Record excerpts:
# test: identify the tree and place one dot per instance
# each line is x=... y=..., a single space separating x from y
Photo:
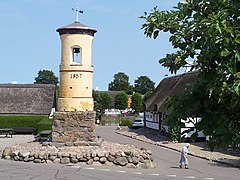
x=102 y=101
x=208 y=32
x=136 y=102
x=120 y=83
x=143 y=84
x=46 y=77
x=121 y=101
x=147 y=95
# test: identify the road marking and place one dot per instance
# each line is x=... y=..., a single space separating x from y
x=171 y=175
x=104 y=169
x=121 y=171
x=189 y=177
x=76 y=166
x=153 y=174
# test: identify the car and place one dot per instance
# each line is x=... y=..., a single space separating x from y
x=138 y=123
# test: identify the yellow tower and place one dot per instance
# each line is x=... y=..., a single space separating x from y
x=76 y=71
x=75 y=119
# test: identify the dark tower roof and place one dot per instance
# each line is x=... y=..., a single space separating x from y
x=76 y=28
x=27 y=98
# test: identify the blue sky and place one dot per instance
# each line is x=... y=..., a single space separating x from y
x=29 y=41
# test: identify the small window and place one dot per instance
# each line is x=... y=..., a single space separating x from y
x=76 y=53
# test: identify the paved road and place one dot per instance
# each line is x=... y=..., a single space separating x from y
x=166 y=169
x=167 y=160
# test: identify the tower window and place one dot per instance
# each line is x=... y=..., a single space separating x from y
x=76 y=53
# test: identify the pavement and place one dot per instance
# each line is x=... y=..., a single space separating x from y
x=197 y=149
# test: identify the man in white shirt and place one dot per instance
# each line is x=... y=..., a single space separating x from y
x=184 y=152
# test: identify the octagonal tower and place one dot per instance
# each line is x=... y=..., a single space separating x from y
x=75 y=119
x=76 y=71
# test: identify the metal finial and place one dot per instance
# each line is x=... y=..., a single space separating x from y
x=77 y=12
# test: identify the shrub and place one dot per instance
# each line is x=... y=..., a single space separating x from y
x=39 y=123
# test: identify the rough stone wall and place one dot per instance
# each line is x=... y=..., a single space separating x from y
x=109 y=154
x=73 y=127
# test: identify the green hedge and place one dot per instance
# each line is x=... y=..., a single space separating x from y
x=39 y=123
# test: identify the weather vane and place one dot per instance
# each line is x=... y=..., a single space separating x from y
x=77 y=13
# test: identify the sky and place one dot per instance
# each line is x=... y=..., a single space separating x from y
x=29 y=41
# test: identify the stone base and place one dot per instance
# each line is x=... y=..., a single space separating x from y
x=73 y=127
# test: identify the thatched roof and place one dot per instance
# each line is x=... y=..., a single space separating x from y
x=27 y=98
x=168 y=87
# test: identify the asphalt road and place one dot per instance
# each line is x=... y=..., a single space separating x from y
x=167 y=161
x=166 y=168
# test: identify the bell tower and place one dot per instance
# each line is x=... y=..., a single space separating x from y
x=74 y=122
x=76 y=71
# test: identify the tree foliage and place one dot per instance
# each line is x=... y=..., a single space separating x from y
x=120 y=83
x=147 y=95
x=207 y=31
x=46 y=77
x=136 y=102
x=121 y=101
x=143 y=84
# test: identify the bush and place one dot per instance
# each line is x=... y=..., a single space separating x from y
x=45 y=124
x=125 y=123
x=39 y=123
* * *
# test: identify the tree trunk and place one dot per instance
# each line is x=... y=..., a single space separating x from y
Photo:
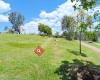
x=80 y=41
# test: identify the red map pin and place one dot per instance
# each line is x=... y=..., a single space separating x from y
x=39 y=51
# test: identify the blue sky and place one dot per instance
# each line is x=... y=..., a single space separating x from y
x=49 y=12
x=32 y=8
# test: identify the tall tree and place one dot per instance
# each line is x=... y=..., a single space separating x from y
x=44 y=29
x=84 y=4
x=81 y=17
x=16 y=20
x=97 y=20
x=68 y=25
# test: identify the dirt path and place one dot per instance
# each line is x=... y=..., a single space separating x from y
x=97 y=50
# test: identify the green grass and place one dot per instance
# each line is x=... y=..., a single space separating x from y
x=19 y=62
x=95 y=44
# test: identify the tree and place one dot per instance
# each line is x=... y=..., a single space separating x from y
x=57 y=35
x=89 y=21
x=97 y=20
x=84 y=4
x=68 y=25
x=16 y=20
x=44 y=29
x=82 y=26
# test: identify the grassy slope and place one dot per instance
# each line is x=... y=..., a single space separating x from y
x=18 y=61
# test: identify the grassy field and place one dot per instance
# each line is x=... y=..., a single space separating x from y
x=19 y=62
...
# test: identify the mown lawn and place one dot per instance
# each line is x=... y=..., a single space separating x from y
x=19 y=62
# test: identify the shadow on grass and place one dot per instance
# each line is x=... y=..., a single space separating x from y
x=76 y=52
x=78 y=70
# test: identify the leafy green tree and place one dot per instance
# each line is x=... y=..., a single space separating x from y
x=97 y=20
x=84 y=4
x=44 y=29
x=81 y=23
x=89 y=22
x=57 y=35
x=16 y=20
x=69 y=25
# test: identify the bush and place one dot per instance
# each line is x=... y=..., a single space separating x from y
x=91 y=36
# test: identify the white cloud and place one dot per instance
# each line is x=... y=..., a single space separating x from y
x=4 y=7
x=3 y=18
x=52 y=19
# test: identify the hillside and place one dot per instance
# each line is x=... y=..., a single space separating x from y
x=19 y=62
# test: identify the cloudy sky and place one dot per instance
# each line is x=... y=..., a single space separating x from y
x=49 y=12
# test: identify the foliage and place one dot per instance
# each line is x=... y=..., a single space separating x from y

What you will do: Please set out the data from the line containing "# test: identify the thatched" up to and including the line containing "x=166 y=168" as a numbered list, leaving out any blank lines.

Result for this exercise:
1. # test: identify the thatched roof and place one dot per instance
2. # each line is x=... y=..., a single space separating x from y
3. x=27 y=98
4. x=168 y=87
5. # test: identify the asphalt road and place one dot per instance
6. # each line is x=... y=..., a single space separating x from y
7. x=167 y=161
8. x=166 y=168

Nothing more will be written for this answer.